Pick every line from the data below that contains the string "house" and copy it.

(Stored dataset items)
───

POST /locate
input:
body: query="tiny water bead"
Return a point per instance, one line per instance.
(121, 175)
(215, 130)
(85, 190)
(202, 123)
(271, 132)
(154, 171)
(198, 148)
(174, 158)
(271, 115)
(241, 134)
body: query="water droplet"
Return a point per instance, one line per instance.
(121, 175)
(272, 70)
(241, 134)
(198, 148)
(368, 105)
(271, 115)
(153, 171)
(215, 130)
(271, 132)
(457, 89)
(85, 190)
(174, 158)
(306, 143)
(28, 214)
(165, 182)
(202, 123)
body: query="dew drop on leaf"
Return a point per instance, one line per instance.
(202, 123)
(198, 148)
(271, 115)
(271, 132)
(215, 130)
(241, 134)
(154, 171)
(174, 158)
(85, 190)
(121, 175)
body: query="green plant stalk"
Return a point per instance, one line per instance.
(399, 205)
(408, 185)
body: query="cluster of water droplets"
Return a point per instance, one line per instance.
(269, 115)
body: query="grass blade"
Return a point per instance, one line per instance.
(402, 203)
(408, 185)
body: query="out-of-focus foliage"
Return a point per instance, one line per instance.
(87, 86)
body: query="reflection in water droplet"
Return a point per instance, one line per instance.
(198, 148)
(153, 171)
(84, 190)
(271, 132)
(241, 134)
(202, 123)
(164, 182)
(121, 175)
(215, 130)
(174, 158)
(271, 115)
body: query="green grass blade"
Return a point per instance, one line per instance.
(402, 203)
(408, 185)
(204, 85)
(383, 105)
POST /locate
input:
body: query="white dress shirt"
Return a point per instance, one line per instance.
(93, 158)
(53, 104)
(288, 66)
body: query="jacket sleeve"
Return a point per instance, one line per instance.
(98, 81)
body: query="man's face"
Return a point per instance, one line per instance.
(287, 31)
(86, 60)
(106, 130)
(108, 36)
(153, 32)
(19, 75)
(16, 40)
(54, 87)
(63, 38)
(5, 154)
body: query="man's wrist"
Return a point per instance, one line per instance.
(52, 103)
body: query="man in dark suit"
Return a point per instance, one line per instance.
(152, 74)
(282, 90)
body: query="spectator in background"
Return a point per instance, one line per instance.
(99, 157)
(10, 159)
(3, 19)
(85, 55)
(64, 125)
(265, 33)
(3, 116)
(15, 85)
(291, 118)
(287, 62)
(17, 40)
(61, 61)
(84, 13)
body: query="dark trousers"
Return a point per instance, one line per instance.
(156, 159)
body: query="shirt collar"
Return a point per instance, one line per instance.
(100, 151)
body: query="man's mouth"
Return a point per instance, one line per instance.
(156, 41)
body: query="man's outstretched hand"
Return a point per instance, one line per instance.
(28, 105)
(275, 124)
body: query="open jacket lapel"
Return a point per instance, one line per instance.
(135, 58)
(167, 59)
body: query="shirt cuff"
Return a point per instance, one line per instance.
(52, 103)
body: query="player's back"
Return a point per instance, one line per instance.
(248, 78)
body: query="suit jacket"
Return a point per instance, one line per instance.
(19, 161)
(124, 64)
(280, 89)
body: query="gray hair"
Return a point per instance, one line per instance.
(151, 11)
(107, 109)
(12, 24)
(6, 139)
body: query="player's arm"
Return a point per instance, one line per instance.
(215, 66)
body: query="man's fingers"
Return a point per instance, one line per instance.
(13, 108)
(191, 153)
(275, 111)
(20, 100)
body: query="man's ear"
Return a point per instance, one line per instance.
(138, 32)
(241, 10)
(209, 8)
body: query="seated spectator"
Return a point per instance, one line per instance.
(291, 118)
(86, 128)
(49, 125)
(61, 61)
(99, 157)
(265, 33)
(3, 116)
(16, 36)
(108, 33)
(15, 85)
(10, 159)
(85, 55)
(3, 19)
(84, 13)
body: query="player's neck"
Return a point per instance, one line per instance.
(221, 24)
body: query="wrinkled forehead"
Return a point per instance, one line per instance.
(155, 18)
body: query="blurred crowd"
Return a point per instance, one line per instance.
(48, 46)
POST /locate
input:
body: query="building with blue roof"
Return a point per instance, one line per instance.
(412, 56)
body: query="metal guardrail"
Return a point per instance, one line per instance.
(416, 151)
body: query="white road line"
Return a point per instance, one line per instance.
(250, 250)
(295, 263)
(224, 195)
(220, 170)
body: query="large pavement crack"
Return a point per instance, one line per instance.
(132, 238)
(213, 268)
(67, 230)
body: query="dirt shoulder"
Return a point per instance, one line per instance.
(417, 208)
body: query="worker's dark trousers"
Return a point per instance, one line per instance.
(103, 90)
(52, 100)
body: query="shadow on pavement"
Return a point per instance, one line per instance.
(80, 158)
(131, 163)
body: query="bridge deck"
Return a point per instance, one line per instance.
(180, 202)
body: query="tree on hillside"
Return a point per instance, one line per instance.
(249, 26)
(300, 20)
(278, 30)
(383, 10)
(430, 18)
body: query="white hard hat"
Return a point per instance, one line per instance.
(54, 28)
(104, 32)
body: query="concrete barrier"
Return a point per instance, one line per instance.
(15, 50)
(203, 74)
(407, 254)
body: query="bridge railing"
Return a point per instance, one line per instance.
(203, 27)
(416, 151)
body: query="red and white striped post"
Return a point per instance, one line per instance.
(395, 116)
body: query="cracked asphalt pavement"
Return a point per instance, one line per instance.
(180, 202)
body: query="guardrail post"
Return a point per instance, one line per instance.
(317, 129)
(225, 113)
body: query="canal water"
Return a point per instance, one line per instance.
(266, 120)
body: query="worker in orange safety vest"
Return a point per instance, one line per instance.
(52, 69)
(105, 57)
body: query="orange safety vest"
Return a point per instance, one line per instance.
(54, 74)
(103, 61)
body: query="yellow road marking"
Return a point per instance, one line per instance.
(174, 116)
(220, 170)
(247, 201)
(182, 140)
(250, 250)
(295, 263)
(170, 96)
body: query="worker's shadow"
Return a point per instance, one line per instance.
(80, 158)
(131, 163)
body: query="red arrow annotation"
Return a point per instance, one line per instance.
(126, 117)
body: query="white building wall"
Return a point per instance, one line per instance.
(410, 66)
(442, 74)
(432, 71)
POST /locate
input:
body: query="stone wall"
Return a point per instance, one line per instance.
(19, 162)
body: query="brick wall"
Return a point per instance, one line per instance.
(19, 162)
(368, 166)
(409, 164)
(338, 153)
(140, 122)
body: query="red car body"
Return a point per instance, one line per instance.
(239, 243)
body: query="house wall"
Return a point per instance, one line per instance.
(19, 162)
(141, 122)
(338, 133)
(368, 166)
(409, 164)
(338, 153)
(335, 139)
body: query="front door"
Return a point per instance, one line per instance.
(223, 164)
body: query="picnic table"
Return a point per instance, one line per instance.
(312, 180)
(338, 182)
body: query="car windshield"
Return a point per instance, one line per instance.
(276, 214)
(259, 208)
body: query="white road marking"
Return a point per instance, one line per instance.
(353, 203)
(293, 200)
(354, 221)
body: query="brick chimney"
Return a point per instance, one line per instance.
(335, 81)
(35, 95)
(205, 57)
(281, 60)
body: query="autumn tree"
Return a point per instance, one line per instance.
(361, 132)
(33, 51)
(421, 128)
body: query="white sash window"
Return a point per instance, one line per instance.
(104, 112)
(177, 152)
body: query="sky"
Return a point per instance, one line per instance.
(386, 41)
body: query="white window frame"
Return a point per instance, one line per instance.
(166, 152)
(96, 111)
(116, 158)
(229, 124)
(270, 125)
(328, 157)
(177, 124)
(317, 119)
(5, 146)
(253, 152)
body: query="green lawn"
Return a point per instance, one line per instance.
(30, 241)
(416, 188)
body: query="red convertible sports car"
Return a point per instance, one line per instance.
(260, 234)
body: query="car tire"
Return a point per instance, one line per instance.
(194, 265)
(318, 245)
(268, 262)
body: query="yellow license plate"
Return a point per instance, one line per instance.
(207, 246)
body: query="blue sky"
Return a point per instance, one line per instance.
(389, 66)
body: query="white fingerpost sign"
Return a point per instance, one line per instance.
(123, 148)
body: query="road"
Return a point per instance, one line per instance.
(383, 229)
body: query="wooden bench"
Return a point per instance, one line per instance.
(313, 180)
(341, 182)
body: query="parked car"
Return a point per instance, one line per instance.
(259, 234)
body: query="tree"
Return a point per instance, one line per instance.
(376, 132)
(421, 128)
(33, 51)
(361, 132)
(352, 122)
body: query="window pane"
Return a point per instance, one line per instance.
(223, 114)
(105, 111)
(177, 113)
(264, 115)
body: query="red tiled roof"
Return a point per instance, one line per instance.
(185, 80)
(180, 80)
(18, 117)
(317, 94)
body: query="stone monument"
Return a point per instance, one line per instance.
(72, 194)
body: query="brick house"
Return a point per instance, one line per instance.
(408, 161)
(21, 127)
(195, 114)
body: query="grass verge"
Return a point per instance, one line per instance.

───

• Problem solution
body: query="house wall"
body: query="brick house"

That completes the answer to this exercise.